**Exercise prompt:**
List every line of the records below that contains the word "jersey", copying each line in full.

:: Records to process ::

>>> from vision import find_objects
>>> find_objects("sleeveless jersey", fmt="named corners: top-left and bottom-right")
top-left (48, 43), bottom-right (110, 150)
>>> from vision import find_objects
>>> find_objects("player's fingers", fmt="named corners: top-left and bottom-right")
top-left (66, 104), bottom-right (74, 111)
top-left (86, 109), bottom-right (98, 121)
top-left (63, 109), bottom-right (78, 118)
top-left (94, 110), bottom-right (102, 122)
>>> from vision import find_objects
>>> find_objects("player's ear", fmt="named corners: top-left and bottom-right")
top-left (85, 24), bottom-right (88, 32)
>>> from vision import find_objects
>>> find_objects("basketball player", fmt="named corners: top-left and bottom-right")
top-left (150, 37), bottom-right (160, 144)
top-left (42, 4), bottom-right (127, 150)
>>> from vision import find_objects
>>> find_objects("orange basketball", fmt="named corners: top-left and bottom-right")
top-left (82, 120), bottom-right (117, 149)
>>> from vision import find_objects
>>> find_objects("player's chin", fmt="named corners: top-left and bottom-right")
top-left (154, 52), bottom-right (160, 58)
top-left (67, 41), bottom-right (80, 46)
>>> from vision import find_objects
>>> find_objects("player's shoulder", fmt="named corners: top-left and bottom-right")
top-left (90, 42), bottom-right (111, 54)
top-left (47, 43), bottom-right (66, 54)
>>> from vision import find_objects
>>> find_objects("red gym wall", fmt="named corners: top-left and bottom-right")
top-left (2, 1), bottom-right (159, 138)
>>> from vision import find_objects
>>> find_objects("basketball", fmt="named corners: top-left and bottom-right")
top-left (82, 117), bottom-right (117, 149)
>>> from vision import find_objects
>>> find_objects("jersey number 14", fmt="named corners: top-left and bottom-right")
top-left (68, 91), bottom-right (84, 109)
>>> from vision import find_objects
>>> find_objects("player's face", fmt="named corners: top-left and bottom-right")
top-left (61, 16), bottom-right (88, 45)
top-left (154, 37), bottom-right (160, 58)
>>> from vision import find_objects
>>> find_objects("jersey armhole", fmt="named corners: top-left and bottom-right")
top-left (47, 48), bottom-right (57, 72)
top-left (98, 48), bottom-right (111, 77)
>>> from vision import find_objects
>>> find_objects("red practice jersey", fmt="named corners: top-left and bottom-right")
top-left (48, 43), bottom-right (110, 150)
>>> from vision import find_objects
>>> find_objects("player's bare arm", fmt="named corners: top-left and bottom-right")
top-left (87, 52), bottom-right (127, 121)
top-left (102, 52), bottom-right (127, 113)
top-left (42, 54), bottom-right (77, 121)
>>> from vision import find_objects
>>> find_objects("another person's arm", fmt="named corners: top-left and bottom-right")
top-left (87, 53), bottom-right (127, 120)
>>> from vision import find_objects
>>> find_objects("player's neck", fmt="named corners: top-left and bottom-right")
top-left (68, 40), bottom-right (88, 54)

:::

**Task response:**
>>> find_objects("sleeveless jersey", fmt="named corners: top-left and bottom-right")
>>> find_objects("jersey number 14", fmt="named corners: top-left and bottom-right")
>>> find_objects("jersey armhole", fmt="named corners: top-left and bottom-right")
>>> find_objects("red practice jersey", fmt="named corners: top-left and bottom-right")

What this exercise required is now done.